- _Do this_
Locate every line in the records below that contains the word "wheel", and copy each such line in full.

****

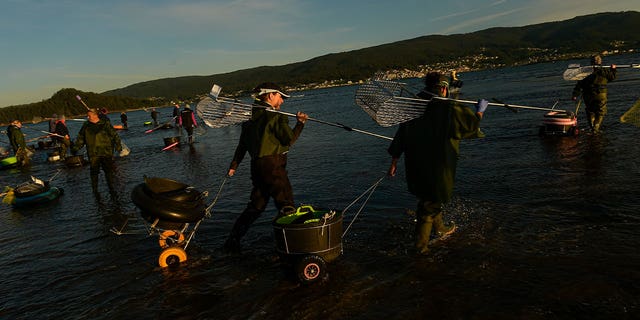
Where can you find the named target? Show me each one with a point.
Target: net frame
(632, 116)
(389, 103)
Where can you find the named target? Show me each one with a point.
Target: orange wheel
(172, 256)
(170, 237)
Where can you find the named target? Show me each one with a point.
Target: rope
(208, 210)
(370, 192)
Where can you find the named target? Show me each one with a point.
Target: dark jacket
(187, 119)
(100, 138)
(60, 129)
(265, 134)
(595, 84)
(431, 148)
(16, 137)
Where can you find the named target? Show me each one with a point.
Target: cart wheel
(170, 236)
(310, 269)
(576, 131)
(172, 256)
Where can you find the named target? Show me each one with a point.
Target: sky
(100, 45)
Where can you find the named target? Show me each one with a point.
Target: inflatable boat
(559, 123)
(174, 211)
(32, 193)
(8, 162)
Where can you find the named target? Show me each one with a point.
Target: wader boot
(591, 119)
(443, 230)
(423, 233)
(597, 122)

****

- _Solution for this exercise_
Target: orange wheel
Target: cart wheel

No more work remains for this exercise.